Data for this task →

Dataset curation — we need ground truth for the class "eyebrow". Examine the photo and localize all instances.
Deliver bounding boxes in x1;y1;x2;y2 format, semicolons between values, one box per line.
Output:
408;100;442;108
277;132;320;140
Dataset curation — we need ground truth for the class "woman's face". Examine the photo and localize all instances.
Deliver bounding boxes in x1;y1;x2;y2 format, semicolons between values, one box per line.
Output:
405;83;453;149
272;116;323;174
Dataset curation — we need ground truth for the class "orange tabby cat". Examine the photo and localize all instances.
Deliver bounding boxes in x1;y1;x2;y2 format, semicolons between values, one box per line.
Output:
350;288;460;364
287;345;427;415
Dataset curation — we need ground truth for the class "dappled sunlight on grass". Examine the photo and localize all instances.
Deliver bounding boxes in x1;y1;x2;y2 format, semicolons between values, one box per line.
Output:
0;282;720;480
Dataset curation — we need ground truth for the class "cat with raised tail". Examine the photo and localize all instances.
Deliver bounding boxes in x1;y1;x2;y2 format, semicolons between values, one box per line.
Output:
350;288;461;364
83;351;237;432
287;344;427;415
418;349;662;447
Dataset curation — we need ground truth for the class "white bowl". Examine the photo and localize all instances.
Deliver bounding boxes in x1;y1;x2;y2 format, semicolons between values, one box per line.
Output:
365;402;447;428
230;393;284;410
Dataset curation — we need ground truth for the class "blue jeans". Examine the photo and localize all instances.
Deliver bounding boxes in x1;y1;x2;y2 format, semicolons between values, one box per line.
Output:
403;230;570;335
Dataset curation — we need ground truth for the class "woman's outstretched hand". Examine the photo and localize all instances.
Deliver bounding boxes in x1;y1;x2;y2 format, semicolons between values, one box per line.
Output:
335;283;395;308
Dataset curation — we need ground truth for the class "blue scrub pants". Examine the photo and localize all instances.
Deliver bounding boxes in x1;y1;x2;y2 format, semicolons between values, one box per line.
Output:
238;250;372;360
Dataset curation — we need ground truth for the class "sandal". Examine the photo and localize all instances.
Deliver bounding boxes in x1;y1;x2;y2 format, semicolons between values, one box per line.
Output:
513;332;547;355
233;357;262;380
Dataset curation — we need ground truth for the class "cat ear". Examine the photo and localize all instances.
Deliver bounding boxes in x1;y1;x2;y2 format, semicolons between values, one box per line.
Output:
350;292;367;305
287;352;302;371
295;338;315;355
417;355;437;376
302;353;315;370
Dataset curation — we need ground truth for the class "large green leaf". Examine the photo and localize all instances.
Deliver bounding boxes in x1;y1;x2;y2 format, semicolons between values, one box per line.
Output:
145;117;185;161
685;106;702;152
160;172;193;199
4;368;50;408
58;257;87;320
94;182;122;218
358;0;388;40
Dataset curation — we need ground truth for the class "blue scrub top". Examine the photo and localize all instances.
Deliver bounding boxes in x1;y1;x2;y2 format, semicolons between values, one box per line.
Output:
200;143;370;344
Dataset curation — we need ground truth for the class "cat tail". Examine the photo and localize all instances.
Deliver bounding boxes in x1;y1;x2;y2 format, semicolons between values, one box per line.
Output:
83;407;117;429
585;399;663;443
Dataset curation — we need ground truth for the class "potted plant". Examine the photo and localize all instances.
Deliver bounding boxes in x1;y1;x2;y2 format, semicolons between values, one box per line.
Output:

Stated goal → Rewrite the lines above with every "Dataset curation" changed to "Data labeling" and nothing else altered.

Response for this exercise →
Data labeling — we need ground truth for the class "eyebrow". Examine the photo and localize all instances.
Deliver bounding boxes in x1;y1;x2;y2 format, semicolons between values, one box per line.
Output:
408;100;442;108
277;132;320;140
Data labeling — we need ground truth for the class "woman's face". Examine the photo and localize all instances.
Deliver bounding boxes in x1;y1;x2;y2 format, semicolons between values, one box per line.
Output:
405;83;453;149
272;116;323;174
Data labeling — we need ground truth for the class "orange tabby cat". Examine the photo and localize all instances.
Deliver bounding boxes in x1;y1;x2;y2 format, semicolons between values, one box per line.
Output:
350;288;460;364
287;345;427;415
Data labeling — we need ground truth for the class "dappled sunlight on grass". Examine the photo and localize all instances.
Deliver bounding boxes in x1;y1;x2;y2 format, semicolons between values, one box per line.
Output:
0;282;720;480
Data labeling — we need ground truth for the class "cat with raised tail". Examine the photo and localize all instances.
Deliver bounding boxes in x1;y1;x2;y2 format, semicolons between values, one box per line.
Output:
350;288;461;364
83;351;237;432
287;344;427;415
418;349;662;447
Data labeling — we need ground truth for the class "white bowl". Examine the photo and localize all instances.
Deliver bounding boxes in x1;y1;x2;y2 format, semicolons between values, one box per line.
Output:
365;402;447;428
230;393;284;410
Data labeling — we need ground truth for the class "blue jeans". Examine the photo and localize all instances.
Deliver bounding boxes in x1;y1;x2;y2 format, semicolons between values, one box per line.
Output:
403;230;570;335
Data labeling — we need ground truth for the class "woman's outstretched hand". Examine the photo and localize all instances.
Deliver bounding boxes in x1;y1;x2;y2 format, semicolons between values, one box per line.
Output:
335;283;395;308
Data labeling — we need ground truth for the class "blue scrub pants". Examine the photo and localize all instances.
Deliver bounding boxes in x1;y1;x2;y2 format, semicolons between values, one box per line.
Output:
238;250;372;360
Data labeling — we need ground truth for the class "sandal". Examine the photo and localize all instances.
Deliver bounding boxes in x1;y1;x2;y2 format, semicolons between values, one box per line.
Output:
513;332;547;355
233;357;262;380
Data labeling — we need ground truth for the class "cat ear". Examine the photo and localize all instances.
Deliver bounding boxes in x1;y1;x2;y2 format, semicolons between values, one box per line.
Output:
350;292;367;305
287;352;302;371
295;338;315;355
417;355;437;376
302;353;315;370
Data labeling — we need ground truth for the class "large green leaf". Examine the photo and localize all instances.
Deliver bounding boxes in x1;y1;x2;y2 format, semicolons between values, one box per line.
Output:
145;117;185;161
685;106;702;152
160;172;193;199
4;368;50;408
58;257;87;320
94;182;122;218
358;0;388;40
Data labeling — we need ground truth for the class "blue scrub top". Examine the photo and localize all instances.
Deliver bounding boxes in x1;y1;x2;y2 format, semicolons between values, one box per line.
Output:
200;143;370;344
Data labeling — we need ground truth for the class "cat tail". Examine the photo and localize all instances.
Deliver bounding boxes in x1;y1;x2;y2 format, semicolons between values, one box per line.
Output:
83;407;117;429
585;399;663;443
Data labeling — we need ground truth for the class "potted plant". Examine the photo and localize all instances.
Deliver bounding boxes in x1;y1;x2;y2 format, semicolons between values, one box per line.
Output:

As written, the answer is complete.